--- START OF MATERIAL FOR THIS EXERCISE ---
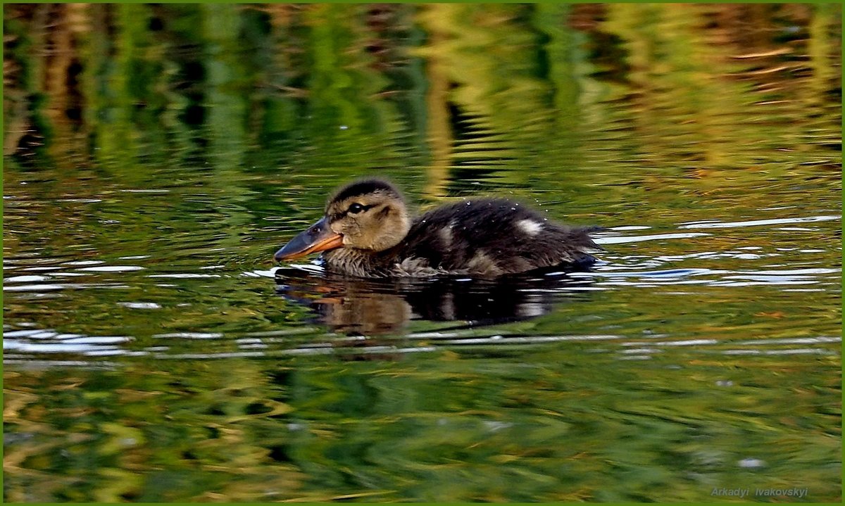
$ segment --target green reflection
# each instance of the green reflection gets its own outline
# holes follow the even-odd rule
[[[3,13],[5,499],[841,495],[838,5]],[[497,325],[277,294],[273,251],[373,173],[701,235]]]

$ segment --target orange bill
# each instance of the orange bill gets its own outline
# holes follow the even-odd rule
--- END OF MATERIAL FOR THIS EXERCISE ---
INSTRUCTIONS TO FOLLOW:
Rewrite all the records above with "orange bill" replaced by "orange beak" and everything else unchanged. Leave the pictures out.

RESPONSE BELOW:
$ segment --target green reflection
# each instance of the green reflection gets its own outline
# holes follow the even-odd rule
[[[3,13],[5,499],[841,495],[838,5]],[[497,325],[277,294],[273,251],[373,173],[701,235]]]

$ segment --target orange beak
# each instance of the orange beak gets its own outline
# holes follow the even-odd rule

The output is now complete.